--- Information shown ---

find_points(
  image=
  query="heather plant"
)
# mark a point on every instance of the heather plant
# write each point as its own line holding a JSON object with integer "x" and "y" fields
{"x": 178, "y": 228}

---

**Exercise goal:** Write out the complete set of records exactly as given.

**Written answer:**
find_points(
  image=
  query="heather plant"
)
# mark a point on every instance of the heather plant
# write each point as its own line holding a JSON object with integer "x" and "y" fields
{"x": 178, "y": 228}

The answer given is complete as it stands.